**EXERCISE:** In the rows below, reproduce every line from the one containing "In this exercise you will find the carved" down to the one containing "[(375, 179), (290, 212)]", both included, without changing a character.

**STORED DATA:**
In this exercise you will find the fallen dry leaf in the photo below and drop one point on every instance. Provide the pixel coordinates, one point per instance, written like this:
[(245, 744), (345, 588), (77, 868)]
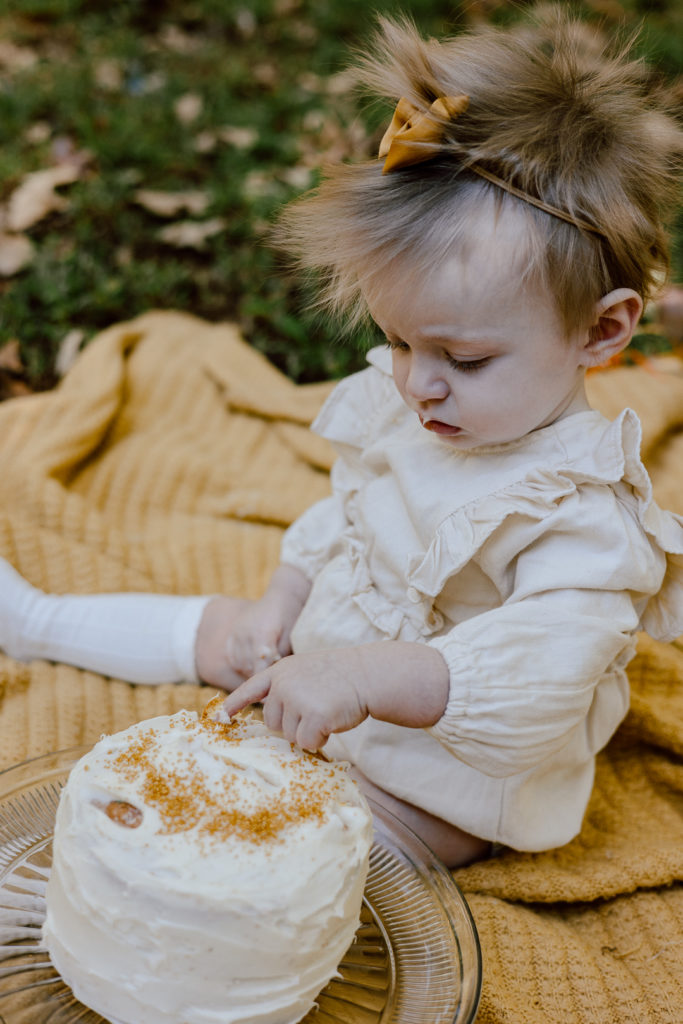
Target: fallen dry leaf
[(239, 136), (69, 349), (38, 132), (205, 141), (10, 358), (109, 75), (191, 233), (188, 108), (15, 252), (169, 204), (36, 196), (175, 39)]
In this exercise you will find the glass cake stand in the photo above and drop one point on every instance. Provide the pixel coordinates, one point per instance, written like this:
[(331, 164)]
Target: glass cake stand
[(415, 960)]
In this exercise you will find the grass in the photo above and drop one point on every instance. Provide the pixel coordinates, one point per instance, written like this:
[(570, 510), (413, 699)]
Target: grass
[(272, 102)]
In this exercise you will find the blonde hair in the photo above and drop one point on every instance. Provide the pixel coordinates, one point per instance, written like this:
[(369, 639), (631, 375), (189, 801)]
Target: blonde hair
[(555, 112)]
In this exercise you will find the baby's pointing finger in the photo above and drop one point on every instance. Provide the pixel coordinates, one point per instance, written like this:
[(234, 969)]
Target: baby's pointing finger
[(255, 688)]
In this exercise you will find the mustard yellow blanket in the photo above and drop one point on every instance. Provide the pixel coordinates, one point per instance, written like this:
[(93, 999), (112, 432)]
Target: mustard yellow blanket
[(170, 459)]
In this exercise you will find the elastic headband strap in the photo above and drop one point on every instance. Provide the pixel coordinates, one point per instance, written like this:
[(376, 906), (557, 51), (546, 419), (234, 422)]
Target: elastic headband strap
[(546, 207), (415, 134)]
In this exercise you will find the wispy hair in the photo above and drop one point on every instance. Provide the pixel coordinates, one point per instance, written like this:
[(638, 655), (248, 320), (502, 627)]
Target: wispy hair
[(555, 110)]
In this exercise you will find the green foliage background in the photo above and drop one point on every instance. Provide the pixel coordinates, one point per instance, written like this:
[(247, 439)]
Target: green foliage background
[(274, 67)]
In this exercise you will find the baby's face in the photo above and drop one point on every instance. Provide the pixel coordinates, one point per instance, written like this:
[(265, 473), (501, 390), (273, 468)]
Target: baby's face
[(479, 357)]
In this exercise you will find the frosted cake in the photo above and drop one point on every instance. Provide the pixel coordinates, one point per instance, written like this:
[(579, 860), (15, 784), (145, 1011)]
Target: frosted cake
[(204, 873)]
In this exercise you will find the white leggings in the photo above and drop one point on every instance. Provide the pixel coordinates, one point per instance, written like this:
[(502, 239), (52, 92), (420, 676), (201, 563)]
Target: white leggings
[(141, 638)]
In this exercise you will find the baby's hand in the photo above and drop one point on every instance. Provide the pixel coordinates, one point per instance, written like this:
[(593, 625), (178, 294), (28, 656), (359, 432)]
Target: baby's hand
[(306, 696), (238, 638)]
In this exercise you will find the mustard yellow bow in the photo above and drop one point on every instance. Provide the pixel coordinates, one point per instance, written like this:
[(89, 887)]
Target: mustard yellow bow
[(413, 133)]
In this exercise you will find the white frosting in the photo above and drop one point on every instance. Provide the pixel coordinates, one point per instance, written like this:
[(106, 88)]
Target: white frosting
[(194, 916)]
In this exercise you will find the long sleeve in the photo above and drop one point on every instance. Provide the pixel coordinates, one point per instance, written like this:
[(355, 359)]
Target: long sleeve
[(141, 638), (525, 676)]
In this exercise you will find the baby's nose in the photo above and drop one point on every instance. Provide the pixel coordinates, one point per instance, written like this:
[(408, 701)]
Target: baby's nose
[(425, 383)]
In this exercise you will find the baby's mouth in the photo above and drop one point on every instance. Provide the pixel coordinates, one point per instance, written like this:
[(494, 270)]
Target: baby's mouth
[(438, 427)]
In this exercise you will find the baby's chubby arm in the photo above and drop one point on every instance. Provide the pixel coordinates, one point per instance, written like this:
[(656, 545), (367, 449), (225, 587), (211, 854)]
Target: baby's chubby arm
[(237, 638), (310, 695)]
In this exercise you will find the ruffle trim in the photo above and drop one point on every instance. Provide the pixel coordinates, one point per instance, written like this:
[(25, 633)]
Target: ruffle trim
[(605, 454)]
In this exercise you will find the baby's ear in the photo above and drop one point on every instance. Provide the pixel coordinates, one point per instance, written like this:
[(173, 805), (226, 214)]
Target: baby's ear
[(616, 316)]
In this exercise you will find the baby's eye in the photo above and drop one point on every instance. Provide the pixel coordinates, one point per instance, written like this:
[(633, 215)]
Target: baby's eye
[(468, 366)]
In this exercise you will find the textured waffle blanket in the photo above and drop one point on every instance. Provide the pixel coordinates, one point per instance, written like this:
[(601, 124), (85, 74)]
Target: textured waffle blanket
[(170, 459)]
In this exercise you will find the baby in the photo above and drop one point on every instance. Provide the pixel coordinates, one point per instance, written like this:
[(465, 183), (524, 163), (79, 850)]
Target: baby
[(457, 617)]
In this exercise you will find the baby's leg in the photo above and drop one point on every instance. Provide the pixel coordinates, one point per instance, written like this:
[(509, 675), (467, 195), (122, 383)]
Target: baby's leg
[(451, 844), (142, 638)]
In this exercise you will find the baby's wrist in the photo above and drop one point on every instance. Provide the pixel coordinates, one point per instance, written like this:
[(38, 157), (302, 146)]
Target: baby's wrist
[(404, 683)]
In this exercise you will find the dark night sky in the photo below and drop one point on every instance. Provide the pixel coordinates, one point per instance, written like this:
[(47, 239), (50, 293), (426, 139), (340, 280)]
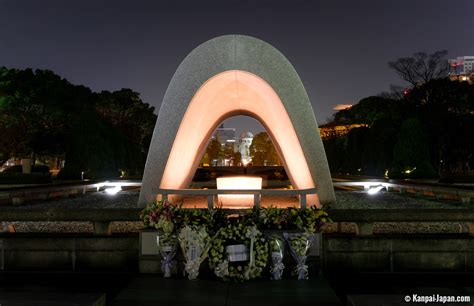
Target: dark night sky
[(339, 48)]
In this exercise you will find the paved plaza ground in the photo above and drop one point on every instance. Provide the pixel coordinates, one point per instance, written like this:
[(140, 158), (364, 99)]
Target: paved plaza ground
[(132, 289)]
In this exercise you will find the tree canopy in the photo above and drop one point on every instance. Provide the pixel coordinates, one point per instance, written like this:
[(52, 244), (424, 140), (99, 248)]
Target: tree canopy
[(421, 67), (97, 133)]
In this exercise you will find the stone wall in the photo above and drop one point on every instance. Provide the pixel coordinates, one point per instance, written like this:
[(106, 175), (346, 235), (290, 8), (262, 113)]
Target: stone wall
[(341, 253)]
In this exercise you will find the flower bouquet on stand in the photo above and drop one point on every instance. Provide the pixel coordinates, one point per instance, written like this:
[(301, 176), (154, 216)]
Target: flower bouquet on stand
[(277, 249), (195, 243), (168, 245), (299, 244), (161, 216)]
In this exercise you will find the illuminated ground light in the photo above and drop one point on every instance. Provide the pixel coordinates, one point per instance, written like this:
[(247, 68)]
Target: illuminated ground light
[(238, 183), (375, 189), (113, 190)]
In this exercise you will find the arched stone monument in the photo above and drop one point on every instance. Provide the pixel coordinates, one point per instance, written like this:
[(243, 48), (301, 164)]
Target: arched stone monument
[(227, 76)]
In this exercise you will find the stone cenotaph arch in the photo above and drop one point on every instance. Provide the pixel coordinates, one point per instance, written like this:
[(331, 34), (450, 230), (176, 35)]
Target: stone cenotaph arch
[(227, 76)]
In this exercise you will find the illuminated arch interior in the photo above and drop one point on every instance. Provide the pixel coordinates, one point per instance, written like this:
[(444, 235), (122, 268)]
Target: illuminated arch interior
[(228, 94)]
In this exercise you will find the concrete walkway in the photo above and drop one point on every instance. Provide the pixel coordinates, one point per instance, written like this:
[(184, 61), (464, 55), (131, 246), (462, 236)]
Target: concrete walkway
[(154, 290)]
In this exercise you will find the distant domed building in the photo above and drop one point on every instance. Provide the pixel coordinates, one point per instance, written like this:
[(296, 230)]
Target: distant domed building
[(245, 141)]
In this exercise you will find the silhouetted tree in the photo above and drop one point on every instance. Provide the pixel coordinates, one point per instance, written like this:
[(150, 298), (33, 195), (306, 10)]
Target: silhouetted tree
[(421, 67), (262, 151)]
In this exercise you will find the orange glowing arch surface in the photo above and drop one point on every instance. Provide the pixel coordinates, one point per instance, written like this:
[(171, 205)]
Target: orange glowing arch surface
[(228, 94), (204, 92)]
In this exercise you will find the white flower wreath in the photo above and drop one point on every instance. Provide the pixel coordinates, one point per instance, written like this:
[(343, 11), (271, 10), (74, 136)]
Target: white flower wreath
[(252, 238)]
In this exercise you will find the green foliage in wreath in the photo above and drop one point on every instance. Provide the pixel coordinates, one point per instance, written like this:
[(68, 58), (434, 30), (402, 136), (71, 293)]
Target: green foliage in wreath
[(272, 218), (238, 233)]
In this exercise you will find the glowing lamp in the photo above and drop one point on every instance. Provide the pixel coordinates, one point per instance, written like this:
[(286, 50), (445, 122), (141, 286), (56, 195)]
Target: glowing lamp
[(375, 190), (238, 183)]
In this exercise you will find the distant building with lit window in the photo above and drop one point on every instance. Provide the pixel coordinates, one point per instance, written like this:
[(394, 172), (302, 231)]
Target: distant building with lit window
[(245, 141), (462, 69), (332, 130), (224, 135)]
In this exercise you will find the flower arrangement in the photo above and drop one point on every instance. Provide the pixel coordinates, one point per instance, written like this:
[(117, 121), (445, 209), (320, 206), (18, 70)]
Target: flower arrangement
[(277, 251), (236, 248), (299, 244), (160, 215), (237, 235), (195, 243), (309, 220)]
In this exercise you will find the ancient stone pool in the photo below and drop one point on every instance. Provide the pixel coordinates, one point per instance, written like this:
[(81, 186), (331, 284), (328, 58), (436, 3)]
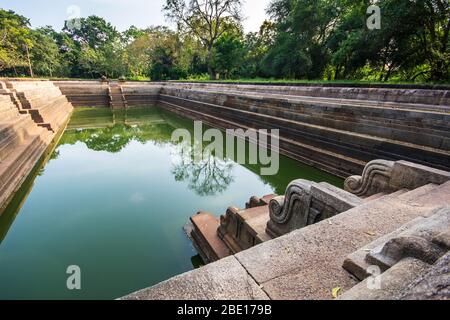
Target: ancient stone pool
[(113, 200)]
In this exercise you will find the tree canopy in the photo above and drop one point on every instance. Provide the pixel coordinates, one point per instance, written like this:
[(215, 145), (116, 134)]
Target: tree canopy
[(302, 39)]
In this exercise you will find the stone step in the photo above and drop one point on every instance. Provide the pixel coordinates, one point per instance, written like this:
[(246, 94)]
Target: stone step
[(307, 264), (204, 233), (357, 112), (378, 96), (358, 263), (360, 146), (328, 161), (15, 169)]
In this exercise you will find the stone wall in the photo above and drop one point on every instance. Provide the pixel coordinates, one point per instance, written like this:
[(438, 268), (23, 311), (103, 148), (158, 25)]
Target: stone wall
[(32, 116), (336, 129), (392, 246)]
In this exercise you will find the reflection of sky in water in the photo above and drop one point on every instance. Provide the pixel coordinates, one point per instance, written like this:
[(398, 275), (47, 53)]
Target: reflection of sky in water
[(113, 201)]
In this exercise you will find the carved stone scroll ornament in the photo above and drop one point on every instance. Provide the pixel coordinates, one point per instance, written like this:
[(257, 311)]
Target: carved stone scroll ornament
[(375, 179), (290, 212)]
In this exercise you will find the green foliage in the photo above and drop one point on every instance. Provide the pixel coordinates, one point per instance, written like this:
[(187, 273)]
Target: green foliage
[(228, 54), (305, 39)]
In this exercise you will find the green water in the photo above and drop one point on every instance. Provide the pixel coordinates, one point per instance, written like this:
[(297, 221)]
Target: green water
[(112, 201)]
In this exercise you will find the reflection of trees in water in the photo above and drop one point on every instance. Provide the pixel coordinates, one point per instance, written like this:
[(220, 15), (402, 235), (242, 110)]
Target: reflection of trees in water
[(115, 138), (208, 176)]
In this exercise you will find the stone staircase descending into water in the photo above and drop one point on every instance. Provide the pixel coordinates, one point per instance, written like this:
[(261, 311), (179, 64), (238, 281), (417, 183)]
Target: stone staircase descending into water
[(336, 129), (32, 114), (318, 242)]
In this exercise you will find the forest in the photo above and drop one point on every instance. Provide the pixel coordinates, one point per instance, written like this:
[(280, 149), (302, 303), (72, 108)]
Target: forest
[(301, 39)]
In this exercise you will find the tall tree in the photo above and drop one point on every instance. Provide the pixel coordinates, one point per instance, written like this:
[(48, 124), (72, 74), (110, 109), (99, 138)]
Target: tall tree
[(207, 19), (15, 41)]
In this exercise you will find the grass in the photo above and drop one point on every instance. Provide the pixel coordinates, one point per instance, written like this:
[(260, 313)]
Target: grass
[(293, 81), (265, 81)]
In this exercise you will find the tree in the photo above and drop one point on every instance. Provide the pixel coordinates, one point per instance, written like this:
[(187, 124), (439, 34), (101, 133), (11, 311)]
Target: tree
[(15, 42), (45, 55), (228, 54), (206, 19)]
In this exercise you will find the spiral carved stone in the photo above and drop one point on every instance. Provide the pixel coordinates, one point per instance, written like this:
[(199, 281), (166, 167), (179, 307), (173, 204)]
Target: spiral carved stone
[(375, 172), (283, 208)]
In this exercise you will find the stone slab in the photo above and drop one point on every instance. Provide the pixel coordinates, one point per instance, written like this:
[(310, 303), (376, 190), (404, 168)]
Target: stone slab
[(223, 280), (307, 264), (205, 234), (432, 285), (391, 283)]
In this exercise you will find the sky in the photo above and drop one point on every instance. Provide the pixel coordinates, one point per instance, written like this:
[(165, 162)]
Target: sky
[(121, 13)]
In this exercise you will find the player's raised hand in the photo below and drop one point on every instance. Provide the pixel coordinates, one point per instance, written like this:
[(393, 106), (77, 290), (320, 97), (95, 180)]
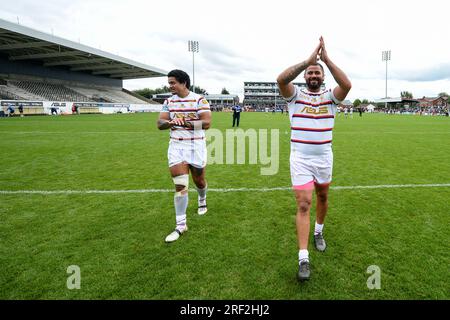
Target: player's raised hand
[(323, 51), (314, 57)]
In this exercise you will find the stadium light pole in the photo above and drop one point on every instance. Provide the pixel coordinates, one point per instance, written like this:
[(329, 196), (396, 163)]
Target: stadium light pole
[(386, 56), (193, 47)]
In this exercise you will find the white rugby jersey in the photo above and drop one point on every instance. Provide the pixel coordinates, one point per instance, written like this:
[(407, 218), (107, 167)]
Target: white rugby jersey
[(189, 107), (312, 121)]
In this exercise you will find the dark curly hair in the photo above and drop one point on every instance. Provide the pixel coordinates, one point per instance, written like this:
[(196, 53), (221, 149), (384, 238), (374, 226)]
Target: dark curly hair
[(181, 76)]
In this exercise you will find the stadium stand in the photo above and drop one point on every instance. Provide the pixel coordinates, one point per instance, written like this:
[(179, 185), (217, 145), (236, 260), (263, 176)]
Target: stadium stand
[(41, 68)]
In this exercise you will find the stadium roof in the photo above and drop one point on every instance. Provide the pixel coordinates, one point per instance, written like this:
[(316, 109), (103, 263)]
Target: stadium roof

**THE OUTPUT:**
In this exercise you will find the carved stone scroll ornament in the photo above and drop one point on every instance. Provide the pixel coordinates, one point per instance, written like this:
[(257, 311)]
Target: carved stone scroll ornament
[(375, 179), (290, 212)]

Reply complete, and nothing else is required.